### Given exercise
Leave out the pictures and copy everything else below exactly.

— begin Provided data —

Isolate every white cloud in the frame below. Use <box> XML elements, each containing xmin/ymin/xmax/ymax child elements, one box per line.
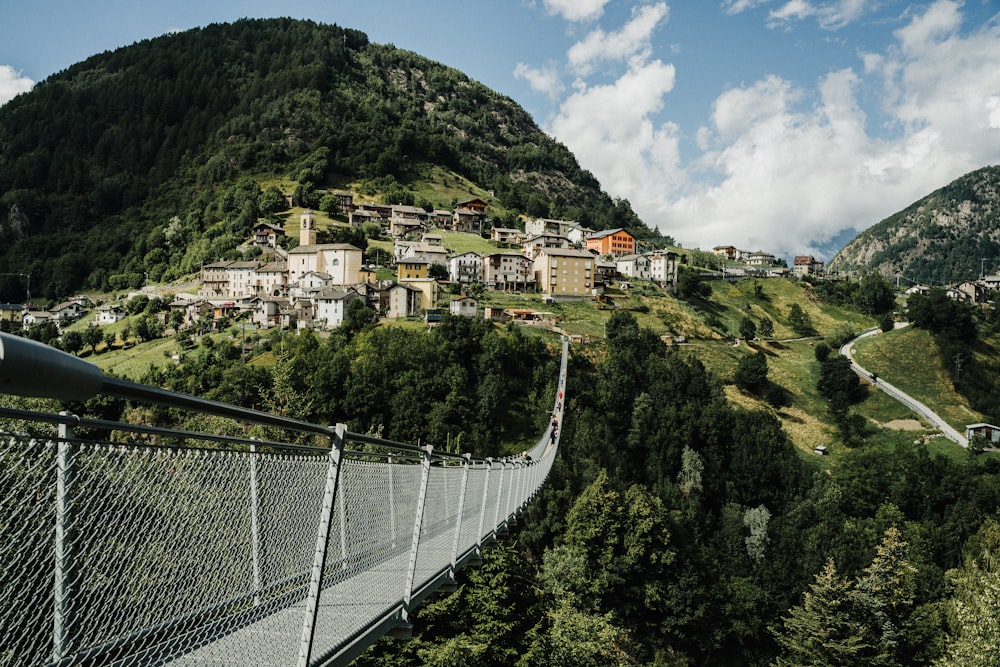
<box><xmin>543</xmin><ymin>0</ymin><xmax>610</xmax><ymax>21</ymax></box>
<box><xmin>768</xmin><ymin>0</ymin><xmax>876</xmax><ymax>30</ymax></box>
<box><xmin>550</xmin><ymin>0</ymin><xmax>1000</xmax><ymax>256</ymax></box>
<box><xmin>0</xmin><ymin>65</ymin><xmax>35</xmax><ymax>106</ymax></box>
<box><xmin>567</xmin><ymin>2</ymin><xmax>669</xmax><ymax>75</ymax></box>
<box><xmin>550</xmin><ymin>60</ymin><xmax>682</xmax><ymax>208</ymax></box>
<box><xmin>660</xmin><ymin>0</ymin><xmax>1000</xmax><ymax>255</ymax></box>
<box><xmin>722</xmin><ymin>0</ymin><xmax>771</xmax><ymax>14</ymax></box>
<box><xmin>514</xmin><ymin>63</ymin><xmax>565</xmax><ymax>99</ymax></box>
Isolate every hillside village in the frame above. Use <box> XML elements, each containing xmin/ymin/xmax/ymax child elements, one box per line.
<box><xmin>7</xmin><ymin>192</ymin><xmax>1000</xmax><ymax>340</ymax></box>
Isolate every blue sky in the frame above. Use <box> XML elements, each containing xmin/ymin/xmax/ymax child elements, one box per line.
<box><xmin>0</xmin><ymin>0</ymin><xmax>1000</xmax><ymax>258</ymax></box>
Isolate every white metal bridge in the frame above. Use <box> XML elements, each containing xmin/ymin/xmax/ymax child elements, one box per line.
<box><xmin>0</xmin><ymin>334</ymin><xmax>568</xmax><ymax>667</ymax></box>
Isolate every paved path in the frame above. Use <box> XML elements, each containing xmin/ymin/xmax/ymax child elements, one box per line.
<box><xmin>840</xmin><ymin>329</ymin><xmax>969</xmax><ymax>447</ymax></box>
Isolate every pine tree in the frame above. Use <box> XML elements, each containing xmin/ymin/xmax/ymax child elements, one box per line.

— end Provided data —

### Answer to this exercise
Isolate every white cloud in the frame below. Use <box> XML elements, each containing xmin/ymin/xmax/ymax child elements, one box per line.
<box><xmin>543</xmin><ymin>0</ymin><xmax>610</xmax><ymax>21</ymax></box>
<box><xmin>768</xmin><ymin>0</ymin><xmax>876</xmax><ymax>30</ymax></box>
<box><xmin>550</xmin><ymin>0</ymin><xmax>1000</xmax><ymax>256</ymax></box>
<box><xmin>0</xmin><ymin>65</ymin><xmax>35</xmax><ymax>106</ymax></box>
<box><xmin>567</xmin><ymin>2</ymin><xmax>669</xmax><ymax>75</ymax></box>
<box><xmin>550</xmin><ymin>60</ymin><xmax>682</xmax><ymax>208</ymax></box>
<box><xmin>660</xmin><ymin>0</ymin><xmax>1000</xmax><ymax>255</ymax></box>
<box><xmin>722</xmin><ymin>0</ymin><xmax>771</xmax><ymax>14</ymax></box>
<box><xmin>514</xmin><ymin>63</ymin><xmax>565</xmax><ymax>99</ymax></box>
Isolate every hillside village in the frame above. Use <box> XML elements, each containing xmin/ymin/xmax/ymax child elements, one box per line.
<box><xmin>7</xmin><ymin>192</ymin><xmax>1000</xmax><ymax>340</ymax></box>
Isolate every blue sky in the frame above. Use <box> XML elements, each containing xmin/ymin/xmax/ymax child elements, one box per line.
<box><xmin>0</xmin><ymin>0</ymin><xmax>1000</xmax><ymax>258</ymax></box>
Isolate every white metal bridge in the frame above. Use <box> XML elements, each containing xmin/ymin/xmax/ymax child elements, one box per line.
<box><xmin>0</xmin><ymin>334</ymin><xmax>568</xmax><ymax>667</ymax></box>
Isolate every paved path in the frame above. Use <box> XML elements, each containing xmin/ymin/xmax/ymax child elements, one box per line.
<box><xmin>840</xmin><ymin>329</ymin><xmax>969</xmax><ymax>447</ymax></box>
Isolate every pine tree in the frame above. Use <box> XML elements, each containing xmin/ymin/xmax/ymax child elements, one box per line.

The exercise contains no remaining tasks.